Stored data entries
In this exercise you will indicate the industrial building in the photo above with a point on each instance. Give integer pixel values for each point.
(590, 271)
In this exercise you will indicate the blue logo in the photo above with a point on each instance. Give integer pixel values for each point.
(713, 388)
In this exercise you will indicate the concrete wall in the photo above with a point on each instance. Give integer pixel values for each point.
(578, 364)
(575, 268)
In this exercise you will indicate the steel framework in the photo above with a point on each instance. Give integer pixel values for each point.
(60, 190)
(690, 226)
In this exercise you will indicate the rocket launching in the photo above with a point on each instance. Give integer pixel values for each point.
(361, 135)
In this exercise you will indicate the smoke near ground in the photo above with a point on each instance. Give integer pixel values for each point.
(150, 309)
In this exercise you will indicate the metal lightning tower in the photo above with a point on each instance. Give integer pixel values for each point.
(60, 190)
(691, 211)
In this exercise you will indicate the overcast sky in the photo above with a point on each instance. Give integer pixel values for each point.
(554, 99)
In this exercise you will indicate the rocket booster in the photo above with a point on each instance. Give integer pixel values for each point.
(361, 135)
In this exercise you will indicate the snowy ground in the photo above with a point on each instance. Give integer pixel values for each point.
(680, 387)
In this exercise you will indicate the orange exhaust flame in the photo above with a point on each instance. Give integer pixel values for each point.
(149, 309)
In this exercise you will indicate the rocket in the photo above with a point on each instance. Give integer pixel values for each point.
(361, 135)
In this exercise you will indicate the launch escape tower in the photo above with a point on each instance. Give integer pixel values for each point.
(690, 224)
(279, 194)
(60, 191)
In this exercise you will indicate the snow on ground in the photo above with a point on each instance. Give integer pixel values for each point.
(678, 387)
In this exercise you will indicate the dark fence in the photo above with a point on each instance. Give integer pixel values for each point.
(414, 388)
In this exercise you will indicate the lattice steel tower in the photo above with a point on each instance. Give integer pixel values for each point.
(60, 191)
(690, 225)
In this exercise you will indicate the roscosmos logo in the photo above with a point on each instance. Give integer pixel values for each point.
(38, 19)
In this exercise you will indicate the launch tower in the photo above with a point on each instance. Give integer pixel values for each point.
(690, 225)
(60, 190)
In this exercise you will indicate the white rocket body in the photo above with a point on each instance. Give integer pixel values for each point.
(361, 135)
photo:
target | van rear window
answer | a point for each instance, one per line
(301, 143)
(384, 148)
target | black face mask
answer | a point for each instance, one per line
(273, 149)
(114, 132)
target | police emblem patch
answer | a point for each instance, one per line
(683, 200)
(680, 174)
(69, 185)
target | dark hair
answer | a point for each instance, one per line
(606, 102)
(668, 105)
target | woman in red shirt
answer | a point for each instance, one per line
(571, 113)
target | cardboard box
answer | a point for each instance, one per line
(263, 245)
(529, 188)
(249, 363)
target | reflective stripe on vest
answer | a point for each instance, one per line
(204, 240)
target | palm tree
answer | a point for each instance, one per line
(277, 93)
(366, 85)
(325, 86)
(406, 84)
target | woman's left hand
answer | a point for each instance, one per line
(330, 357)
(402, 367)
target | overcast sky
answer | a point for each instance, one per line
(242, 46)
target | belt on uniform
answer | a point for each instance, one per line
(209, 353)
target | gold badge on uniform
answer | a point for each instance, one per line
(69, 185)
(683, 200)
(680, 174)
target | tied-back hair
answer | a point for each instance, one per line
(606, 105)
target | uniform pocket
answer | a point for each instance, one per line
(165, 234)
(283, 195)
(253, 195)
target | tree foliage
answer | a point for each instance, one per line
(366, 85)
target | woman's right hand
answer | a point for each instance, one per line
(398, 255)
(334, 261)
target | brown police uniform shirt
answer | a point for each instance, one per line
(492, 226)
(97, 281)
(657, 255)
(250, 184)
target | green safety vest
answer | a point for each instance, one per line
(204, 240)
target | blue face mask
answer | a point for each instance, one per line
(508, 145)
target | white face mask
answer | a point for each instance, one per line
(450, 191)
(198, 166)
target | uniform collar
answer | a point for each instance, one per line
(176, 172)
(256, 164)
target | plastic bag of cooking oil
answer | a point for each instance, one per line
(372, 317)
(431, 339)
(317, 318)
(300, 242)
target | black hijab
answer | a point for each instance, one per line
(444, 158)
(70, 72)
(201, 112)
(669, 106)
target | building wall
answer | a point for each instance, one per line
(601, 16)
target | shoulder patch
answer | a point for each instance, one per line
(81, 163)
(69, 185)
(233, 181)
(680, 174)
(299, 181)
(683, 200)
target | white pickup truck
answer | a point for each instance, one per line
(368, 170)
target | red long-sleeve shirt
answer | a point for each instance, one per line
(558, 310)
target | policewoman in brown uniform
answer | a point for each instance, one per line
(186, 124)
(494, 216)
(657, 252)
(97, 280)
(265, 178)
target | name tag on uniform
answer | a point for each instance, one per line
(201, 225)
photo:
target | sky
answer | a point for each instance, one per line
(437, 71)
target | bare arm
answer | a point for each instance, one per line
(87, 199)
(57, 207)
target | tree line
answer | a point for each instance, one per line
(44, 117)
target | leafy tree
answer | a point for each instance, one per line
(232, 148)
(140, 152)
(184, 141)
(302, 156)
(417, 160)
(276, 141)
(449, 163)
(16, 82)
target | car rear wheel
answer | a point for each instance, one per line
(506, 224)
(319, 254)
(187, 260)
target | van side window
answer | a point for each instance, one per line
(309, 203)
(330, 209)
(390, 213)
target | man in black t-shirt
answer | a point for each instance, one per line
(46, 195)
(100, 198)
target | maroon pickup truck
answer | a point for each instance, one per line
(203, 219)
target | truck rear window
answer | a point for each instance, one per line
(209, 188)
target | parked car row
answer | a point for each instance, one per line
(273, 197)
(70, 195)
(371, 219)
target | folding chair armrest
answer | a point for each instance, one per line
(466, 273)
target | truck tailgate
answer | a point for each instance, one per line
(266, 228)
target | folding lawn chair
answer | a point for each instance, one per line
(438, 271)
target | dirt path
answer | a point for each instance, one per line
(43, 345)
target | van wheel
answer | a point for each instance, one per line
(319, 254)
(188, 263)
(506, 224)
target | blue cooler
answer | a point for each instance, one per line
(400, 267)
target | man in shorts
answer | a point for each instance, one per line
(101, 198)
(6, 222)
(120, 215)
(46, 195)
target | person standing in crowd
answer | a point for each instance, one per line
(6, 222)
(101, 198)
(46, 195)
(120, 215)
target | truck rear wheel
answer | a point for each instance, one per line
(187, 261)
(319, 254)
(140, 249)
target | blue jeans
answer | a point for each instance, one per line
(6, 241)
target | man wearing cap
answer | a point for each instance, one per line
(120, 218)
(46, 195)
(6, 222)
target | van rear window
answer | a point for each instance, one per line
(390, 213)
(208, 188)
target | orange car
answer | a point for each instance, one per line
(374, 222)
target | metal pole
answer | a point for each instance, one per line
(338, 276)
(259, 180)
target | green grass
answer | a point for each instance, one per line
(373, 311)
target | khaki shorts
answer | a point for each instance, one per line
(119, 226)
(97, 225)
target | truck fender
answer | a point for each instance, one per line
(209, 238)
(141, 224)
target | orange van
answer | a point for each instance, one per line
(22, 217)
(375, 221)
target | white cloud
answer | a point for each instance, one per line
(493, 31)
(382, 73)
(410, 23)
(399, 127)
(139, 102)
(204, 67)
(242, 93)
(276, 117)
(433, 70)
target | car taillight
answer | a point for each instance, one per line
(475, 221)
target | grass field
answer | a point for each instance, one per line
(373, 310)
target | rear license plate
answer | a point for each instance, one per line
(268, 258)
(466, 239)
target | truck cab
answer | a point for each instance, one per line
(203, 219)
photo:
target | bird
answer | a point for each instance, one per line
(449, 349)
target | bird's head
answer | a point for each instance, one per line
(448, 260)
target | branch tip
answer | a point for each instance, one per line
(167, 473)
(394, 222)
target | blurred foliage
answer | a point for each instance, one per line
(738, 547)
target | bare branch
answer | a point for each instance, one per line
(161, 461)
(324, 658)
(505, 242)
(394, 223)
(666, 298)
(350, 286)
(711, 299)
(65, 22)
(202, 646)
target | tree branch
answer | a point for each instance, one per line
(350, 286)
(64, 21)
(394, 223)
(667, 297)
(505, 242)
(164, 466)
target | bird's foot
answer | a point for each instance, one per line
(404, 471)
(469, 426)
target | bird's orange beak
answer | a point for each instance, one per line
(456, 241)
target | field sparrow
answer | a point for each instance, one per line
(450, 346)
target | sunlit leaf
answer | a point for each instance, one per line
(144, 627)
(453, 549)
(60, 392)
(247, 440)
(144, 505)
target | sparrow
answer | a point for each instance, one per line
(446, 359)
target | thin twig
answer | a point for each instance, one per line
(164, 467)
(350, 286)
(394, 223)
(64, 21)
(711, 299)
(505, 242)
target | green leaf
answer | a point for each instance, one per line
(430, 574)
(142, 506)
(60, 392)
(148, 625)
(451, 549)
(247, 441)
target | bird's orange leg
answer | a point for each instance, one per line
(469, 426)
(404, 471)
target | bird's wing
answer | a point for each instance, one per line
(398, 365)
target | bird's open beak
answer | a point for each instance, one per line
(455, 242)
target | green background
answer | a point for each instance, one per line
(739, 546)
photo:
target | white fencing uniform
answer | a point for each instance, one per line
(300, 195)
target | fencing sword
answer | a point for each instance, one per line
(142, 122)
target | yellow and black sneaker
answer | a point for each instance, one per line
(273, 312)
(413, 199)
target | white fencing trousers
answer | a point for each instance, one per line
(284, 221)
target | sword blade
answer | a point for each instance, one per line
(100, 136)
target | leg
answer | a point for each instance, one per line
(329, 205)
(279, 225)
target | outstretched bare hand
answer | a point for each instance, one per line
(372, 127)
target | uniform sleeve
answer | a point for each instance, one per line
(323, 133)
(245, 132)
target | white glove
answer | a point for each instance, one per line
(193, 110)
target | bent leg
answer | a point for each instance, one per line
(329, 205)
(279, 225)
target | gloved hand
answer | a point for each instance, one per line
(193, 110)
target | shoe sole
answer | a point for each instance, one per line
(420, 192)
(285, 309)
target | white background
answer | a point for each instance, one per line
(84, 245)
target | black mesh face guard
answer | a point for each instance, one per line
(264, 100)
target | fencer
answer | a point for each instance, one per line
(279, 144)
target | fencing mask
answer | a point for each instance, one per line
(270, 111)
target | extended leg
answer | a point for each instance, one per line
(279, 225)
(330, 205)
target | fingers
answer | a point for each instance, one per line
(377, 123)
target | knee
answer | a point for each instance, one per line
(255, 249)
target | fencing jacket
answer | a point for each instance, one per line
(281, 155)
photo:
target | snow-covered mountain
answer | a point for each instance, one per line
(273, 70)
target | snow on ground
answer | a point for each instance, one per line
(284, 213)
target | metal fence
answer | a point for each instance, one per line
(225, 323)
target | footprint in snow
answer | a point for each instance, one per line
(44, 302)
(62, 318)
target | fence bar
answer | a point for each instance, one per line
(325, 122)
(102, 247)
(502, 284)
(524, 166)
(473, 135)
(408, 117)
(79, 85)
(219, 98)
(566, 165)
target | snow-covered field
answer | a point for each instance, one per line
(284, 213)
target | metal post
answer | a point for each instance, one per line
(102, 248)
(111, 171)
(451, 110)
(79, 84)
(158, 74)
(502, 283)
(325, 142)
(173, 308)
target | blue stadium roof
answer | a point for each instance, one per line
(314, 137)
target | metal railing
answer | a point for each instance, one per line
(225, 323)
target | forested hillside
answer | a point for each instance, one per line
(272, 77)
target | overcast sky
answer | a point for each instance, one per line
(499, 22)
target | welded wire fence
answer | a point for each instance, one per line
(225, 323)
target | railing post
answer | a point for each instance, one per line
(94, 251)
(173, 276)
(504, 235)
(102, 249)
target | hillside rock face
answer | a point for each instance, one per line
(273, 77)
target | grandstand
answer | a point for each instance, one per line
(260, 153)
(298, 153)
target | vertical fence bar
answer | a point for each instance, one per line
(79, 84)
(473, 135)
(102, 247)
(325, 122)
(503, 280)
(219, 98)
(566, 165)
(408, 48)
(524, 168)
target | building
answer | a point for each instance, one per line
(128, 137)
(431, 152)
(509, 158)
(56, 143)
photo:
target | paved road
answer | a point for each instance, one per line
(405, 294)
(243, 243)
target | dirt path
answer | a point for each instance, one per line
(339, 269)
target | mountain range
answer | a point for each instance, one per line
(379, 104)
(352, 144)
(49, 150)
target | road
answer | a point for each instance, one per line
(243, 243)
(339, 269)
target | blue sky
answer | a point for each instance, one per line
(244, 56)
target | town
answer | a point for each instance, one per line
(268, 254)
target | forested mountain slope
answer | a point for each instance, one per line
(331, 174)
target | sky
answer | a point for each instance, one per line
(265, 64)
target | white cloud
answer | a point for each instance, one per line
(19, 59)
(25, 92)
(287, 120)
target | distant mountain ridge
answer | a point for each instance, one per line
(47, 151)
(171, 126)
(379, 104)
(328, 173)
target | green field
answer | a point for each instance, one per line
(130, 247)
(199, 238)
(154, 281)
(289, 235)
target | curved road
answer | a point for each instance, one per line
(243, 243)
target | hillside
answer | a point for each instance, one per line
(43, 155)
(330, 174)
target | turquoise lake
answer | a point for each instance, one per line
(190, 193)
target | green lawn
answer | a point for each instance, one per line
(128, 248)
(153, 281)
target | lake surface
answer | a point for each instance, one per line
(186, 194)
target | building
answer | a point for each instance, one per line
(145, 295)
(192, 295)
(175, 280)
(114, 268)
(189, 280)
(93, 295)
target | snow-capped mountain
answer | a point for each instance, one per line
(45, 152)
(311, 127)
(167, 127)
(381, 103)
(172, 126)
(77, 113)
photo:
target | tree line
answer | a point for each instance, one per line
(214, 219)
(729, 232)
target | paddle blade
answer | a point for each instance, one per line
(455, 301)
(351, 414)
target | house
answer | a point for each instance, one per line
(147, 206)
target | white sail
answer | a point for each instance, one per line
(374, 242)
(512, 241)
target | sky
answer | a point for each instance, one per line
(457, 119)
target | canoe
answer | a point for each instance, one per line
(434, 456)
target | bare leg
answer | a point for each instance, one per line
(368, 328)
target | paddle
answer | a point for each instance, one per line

→ What you are asked to do
What do the lines above say from the one containing "target | bird's orange beak" down to the one containing "target | white background"? Return them exactly, both end lines included, and only them.

→ Exercise response
target | bird's orange beak
answer | a point for each instance, one per line
(456, 241)
target | field sparrow
answer | a point for each instance, one per line
(450, 346)
target | sunlit leaf
answer | a point for each instance, one per line
(144, 627)
(453, 549)
(60, 392)
(247, 440)
(144, 505)
target | sparrow
answer | a point for each instance, one per line
(446, 359)
target | thin twig
answer | a point for each instance, one per line
(164, 467)
(350, 286)
(394, 223)
(64, 21)
(711, 299)
(505, 242)
target | green leaf
answer | a point for each instance, one per line
(430, 574)
(142, 506)
(60, 392)
(148, 625)
(451, 549)
(247, 441)
target | bird's orange leg
answer | a point for each instance, one per line
(469, 426)
(404, 471)
target | bird's wing
answer | a point for each instance, one per line
(398, 365)
target | bird's open beak
answer | a point for each instance, one per line
(455, 242)
target | green background
answer | a point for each instance, one per line
(739, 546)
photo:
target | white fencing uniform
answer | a point for each instance, one per line
(300, 195)
target | fencing sword
answer | a point for each instance, one per line
(142, 122)
target | yellow and black sneaker
answer | a point for each instance, one per line
(273, 312)
(413, 199)
target | white fencing trousers
answer | a point for each instance, one per line
(284, 221)
target | sword blade
answer | a point for each instance, one per line
(100, 136)
target | leg
answer | a point for each instance, one per line
(329, 205)
(279, 225)
target | outstretched bare hand
answer | a point for each instance, one per line
(372, 127)
target | uniform sleeve
answer | a point for each instance, one per line
(323, 133)
(245, 132)
target | white glove
answer | a point for each instance, one per line
(193, 110)
target | bent leg
answer | a point for each instance, one per line
(329, 205)
(279, 225)
target | gloved hand
answer | a point for each instance, one per line
(193, 110)
target | shoe sole
answer | a point for each instance, one per line
(420, 192)
(285, 309)
target | white background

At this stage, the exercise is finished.